[Point annotation dataset records]
* * * *

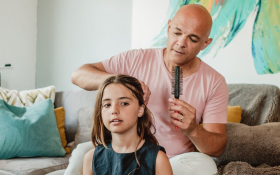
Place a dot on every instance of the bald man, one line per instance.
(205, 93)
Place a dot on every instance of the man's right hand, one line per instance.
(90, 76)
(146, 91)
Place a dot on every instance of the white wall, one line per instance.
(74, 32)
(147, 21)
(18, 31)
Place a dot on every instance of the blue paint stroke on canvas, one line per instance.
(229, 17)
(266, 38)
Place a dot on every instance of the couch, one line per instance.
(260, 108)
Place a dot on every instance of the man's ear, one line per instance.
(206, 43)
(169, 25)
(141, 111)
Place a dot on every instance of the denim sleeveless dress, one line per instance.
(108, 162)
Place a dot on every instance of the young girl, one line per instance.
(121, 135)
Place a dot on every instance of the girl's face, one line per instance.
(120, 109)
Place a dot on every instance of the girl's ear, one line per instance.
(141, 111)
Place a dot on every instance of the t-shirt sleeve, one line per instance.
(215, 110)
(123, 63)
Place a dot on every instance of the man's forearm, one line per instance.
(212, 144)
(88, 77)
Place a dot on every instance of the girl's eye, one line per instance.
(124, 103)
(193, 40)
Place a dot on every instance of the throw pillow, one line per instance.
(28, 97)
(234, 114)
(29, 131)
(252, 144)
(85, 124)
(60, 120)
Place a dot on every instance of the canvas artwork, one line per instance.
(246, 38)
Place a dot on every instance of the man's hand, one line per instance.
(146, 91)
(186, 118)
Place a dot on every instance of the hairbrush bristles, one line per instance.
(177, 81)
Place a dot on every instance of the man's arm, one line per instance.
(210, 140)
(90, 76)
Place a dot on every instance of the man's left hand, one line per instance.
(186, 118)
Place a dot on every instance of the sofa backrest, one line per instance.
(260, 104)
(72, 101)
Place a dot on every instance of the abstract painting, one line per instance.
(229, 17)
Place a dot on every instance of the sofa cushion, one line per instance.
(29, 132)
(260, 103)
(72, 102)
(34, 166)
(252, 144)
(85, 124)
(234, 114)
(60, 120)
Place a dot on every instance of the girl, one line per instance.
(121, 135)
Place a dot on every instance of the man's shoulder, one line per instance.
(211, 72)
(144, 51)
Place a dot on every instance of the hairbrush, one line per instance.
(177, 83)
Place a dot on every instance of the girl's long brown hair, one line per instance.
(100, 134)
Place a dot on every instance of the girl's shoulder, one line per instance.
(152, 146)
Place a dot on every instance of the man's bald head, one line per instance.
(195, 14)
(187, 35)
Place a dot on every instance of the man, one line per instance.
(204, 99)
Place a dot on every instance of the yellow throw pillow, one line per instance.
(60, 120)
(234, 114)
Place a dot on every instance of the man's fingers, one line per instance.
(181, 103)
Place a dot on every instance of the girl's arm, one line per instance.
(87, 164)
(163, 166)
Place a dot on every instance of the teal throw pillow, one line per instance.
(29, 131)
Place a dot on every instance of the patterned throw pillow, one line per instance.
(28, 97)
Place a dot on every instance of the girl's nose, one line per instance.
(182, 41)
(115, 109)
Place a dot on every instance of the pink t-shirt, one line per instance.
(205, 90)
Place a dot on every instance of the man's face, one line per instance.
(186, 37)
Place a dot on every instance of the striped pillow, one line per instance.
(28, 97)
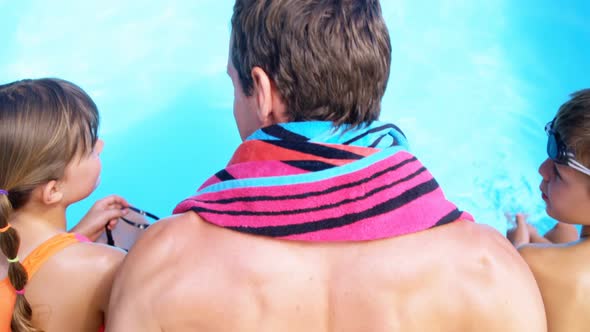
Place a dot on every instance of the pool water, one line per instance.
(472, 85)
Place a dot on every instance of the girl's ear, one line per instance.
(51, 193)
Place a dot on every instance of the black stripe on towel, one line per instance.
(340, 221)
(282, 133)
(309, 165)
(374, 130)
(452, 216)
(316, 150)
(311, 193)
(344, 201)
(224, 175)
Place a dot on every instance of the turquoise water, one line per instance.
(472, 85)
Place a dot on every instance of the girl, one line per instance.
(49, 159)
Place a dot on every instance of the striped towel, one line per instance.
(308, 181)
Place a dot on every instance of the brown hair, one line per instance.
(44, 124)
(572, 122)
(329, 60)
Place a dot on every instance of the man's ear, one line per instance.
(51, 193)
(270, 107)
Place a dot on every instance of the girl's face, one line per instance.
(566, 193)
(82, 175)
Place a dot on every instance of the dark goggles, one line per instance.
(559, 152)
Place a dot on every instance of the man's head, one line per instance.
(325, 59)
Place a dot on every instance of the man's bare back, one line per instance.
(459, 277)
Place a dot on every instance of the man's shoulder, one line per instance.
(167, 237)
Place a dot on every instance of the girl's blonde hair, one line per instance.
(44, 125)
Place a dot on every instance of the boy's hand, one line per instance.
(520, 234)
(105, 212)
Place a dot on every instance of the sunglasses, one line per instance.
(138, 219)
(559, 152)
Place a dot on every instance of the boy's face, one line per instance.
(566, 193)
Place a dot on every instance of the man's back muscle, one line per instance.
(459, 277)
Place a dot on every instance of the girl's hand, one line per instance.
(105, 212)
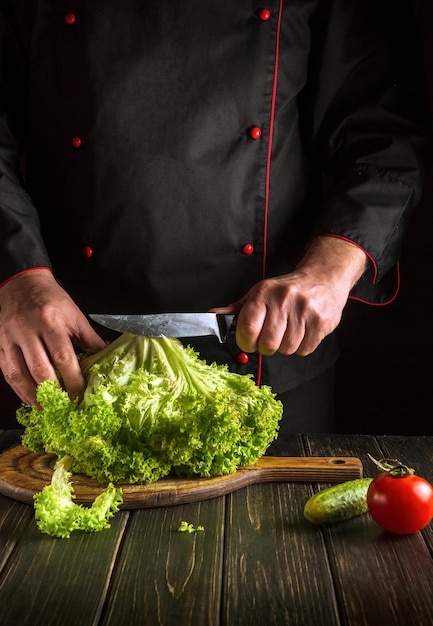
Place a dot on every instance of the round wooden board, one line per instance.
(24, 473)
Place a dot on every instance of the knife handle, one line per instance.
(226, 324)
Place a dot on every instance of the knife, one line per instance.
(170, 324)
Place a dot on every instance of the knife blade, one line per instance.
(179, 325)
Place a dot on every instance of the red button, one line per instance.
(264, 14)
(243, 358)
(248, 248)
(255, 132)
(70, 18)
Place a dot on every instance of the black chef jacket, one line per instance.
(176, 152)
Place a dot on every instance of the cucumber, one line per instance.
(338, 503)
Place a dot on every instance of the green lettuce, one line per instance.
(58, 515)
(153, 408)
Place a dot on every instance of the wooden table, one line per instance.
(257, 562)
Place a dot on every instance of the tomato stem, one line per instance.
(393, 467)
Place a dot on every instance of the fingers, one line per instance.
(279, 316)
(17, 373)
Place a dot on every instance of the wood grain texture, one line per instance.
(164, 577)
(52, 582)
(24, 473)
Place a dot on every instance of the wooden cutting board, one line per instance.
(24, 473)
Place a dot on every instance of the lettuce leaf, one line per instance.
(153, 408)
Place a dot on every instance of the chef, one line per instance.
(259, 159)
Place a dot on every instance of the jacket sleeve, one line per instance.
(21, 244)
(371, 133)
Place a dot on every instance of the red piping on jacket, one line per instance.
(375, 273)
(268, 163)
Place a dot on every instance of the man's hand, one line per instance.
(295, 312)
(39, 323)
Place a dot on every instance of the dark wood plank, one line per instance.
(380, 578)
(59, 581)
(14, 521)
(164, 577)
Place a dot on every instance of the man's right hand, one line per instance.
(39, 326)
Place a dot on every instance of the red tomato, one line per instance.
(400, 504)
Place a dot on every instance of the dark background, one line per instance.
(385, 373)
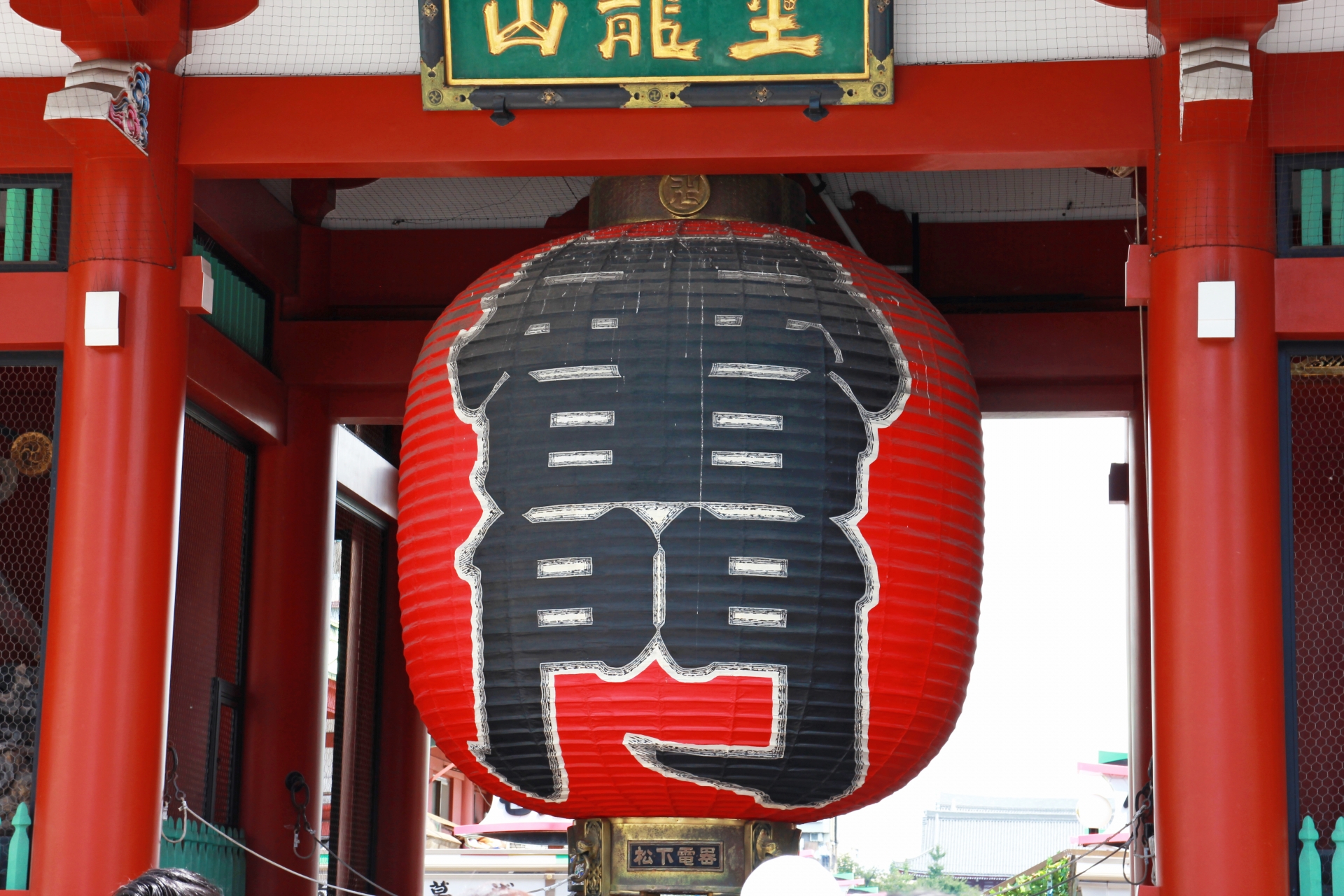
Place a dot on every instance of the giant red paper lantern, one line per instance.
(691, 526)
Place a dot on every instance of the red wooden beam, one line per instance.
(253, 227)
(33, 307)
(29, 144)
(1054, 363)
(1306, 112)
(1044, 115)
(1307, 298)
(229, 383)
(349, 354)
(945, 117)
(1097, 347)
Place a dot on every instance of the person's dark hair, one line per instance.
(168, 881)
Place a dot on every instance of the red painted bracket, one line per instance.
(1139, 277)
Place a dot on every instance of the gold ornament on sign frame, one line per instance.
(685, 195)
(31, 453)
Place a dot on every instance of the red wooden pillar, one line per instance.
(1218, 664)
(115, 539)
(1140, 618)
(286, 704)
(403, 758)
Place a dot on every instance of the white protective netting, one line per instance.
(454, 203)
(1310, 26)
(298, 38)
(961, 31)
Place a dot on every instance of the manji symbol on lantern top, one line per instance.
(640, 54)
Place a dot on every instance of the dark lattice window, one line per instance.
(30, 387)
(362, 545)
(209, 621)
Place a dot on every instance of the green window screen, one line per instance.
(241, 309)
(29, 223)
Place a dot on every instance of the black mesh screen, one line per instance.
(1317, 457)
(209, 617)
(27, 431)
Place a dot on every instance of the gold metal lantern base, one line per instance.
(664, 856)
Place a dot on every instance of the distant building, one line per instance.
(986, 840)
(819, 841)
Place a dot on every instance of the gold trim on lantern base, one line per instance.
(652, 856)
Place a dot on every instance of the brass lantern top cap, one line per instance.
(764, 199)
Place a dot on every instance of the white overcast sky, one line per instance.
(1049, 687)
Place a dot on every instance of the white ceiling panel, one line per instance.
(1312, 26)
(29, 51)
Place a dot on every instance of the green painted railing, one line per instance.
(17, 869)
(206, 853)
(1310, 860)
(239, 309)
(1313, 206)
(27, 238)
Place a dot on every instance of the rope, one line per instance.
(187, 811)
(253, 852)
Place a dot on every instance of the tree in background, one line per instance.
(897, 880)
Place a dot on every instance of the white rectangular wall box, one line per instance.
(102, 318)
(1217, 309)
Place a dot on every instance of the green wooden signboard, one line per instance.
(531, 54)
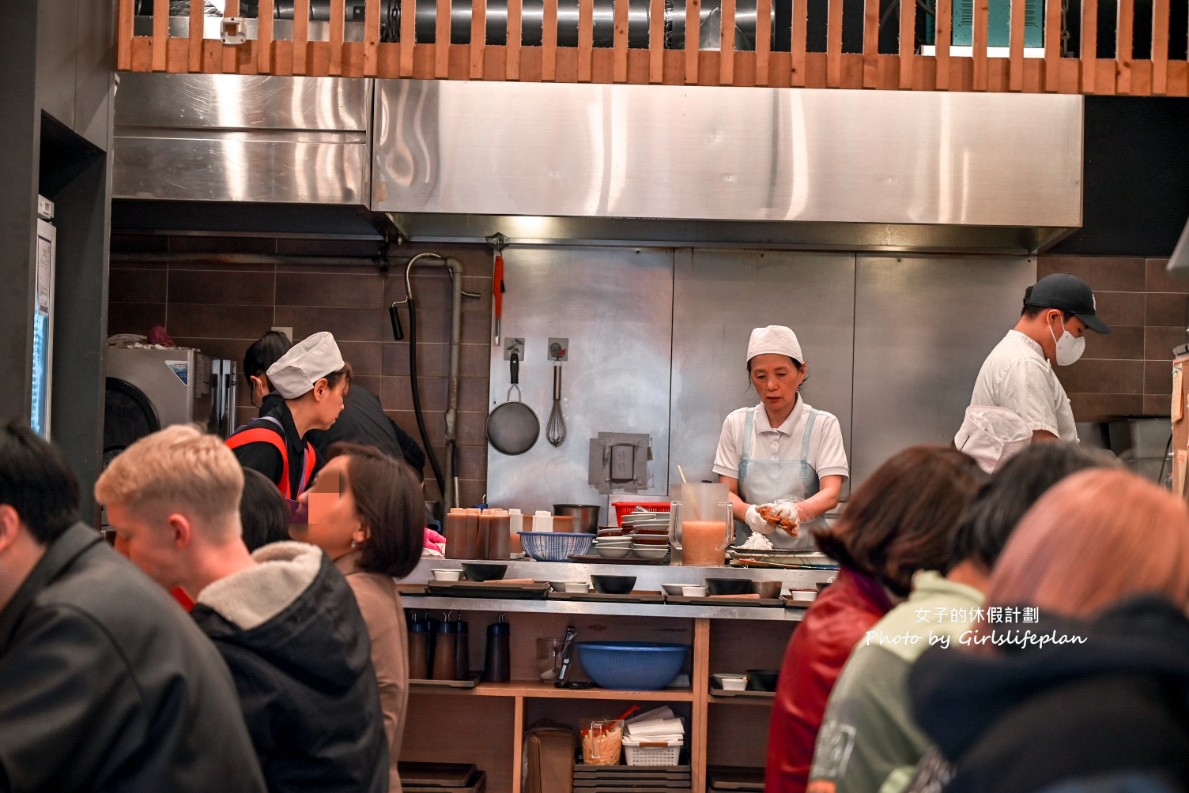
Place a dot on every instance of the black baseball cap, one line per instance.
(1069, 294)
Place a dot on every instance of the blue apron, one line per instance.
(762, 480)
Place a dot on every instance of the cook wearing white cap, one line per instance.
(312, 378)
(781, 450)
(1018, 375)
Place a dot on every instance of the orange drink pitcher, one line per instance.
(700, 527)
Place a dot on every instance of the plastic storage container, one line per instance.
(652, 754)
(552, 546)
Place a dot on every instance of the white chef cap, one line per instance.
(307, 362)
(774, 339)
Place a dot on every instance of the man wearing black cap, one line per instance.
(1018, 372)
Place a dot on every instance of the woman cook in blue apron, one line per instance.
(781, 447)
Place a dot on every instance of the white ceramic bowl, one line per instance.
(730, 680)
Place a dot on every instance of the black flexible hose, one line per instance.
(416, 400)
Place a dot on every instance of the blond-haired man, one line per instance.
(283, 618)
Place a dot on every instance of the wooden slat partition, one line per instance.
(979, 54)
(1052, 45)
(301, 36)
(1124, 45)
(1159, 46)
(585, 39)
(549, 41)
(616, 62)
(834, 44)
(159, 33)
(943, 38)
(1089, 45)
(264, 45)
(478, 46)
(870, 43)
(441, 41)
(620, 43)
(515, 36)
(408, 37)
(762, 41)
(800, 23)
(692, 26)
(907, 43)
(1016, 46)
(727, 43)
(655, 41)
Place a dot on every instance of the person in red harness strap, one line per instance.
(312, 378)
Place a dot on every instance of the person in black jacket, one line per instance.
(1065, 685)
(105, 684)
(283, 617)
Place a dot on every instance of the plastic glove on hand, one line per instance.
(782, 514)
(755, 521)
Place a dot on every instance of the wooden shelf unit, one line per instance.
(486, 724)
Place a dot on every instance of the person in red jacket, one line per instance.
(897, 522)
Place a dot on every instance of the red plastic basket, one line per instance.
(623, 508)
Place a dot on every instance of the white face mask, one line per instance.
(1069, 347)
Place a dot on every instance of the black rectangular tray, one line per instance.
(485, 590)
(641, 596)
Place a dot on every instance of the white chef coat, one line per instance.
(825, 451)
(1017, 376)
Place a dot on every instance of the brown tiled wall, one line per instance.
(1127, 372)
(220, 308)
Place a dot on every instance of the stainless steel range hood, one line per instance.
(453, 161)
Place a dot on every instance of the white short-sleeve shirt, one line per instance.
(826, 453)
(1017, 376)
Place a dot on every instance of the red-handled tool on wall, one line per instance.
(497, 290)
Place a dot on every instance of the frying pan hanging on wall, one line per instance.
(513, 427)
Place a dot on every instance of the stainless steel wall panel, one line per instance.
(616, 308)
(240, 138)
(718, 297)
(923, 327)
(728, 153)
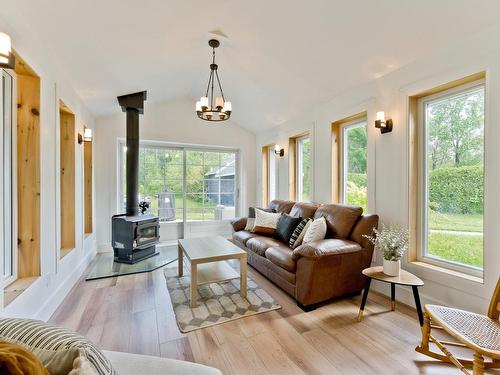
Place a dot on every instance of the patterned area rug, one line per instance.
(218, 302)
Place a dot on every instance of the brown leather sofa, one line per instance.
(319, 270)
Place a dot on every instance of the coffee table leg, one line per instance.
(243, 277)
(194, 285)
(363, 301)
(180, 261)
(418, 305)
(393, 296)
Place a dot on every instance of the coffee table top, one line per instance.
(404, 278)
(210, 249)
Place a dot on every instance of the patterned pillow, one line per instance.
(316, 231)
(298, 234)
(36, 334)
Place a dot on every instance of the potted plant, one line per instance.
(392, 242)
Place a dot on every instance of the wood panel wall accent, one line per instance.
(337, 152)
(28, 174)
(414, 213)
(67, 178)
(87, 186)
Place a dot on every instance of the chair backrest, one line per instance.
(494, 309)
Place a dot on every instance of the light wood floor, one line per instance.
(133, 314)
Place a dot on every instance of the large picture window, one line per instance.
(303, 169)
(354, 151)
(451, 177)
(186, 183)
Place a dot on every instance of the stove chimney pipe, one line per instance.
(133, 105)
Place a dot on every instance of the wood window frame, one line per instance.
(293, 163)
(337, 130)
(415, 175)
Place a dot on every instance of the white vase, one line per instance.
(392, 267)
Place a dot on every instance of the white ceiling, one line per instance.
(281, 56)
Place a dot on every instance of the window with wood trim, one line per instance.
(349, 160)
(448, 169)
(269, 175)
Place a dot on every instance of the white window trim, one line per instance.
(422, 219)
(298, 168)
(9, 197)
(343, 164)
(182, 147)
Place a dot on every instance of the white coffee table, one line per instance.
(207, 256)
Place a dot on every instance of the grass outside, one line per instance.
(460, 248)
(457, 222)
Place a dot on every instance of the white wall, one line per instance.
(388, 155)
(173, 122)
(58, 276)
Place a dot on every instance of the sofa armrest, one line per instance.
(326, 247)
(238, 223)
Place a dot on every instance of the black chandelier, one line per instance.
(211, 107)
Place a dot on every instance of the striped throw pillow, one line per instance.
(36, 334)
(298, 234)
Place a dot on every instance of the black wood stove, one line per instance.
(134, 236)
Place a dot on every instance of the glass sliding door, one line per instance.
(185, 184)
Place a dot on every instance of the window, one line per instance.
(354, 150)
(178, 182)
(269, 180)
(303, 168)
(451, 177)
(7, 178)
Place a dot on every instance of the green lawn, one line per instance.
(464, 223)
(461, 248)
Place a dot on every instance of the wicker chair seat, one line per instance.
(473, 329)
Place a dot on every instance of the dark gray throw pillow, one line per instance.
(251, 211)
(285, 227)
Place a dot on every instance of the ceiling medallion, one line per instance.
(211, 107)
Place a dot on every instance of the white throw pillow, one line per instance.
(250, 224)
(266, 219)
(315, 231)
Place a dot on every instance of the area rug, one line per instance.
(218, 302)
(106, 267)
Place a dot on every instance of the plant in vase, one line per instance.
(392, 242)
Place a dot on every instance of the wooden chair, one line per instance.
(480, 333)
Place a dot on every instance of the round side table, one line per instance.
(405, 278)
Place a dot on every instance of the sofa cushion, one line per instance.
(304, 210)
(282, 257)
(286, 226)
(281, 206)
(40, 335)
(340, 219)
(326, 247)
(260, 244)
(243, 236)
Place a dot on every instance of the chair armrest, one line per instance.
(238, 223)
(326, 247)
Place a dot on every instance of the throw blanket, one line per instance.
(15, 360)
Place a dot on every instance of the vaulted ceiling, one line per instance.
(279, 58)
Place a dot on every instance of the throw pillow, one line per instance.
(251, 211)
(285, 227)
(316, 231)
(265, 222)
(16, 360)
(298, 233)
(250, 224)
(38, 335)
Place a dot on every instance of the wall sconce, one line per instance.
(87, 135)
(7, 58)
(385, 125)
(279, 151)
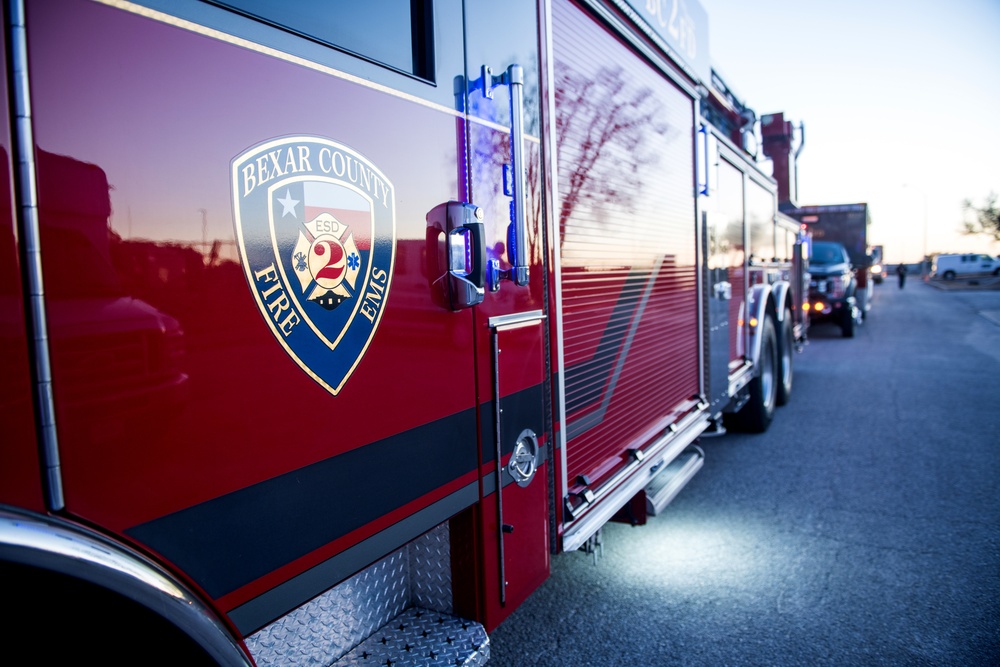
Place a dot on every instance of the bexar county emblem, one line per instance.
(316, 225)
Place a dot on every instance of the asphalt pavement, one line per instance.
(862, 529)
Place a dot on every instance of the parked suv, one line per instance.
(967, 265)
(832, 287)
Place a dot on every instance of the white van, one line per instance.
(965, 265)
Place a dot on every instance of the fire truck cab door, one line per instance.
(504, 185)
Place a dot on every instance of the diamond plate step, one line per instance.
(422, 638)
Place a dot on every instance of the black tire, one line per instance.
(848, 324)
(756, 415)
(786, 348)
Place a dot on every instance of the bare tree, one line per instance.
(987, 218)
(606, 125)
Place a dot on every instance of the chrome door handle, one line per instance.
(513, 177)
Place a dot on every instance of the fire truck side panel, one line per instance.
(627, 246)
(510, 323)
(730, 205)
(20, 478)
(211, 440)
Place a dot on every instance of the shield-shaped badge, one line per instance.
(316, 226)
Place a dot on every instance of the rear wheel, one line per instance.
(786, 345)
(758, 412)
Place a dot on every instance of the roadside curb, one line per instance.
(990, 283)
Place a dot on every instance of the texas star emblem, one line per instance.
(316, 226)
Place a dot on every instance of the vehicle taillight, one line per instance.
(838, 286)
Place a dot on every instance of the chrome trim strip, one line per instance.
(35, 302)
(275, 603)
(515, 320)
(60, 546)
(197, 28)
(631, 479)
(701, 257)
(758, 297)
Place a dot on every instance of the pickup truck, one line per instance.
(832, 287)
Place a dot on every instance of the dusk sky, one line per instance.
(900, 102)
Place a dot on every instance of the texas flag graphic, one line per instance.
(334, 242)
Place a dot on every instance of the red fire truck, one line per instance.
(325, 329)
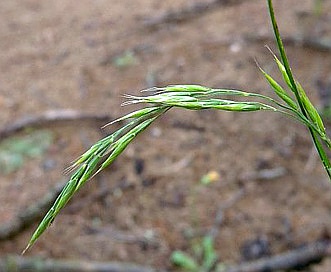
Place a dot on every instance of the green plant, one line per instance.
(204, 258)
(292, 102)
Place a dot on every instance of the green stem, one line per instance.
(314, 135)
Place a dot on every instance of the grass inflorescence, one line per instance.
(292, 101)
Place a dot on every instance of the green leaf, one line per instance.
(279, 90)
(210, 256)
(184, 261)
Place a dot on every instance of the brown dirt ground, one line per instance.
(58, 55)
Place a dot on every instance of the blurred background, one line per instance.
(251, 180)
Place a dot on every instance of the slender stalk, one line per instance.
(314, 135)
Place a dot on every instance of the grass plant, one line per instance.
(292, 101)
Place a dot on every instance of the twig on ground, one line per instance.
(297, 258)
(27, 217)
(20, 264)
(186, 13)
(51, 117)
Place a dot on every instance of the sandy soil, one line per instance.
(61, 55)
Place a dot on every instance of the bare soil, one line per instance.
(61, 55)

* * * *

● Objective
The lines to be extracted begin at the line containing "Place a dot on every instance of the chrome door" and continue through the final line of the material above, both ends included. Reproduce them exactly, without the pictures.

● Complete response
Place a dot on every instance of the chrome door handle, one line per instance.
(513, 177)
Place a dot on every instance of the fire truck side panel, one line per instance.
(627, 246)
(510, 323)
(730, 205)
(20, 478)
(211, 440)
Place a dot on every instance of the shield-shaped badge, one line per instance.
(316, 226)
Place a dot on every instance of the rear wheel, one line per instance.
(786, 345)
(758, 412)
Place a dot on every instance of the roadside curb, one line per instance.
(990, 283)
Place a dot on every instance of the texas star emblem, one line per instance.
(316, 226)
Place a dot on every instance of the vehicle taillight, one line per instance.
(838, 286)
Place a dot on every instance of the chrome trim strip, one line per instance.
(35, 302)
(275, 603)
(515, 320)
(60, 546)
(197, 28)
(631, 479)
(701, 257)
(758, 297)
Place a dot on every instance of the pickup truck, one line per instance.
(832, 287)
Place a dot on every instance of the dusk sky, one line per instance.
(900, 102)
Place a dot on every instance of the texas flag graphic, one line per instance.
(334, 242)
Place a dot on every instance of the red fire truck, one line per instance.
(325, 329)
Place a dot on every instance of the green plant, one line per instance.
(204, 258)
(292, 102)
Place a dot on every instance of the green stem, one line per instance.
(314, 135)
Place a dot on every instance of the grass inflorescence, one line per instance.
(292, 101)
Place a dot on every instance of the green leaf, one line per instance.
(279, 90)
(210, 256)
(184, 261)
Place a dot on every instance of the brown dirt ground, one line per instance.
(58, 55)
Place a dot on every instance of the blurred background, one line per instance.
(251, 180)
Place a dot on every instance of the slender stalk, one line per instance.
(314, 135)
Place a dot on every instance of the grass plant, one line per instance.
(292, 101)
Place a dot on every instance of the twig on ground, one line per instance.
(297, 258)
(27, 217)
(20, 264)
(186, 13)
(51, 117)
Place a dot on every instance of the sandy soil, one line per instance.
(61, 55)
Place a dot on every instance of the bare soil, one line per instance.
(61, 55)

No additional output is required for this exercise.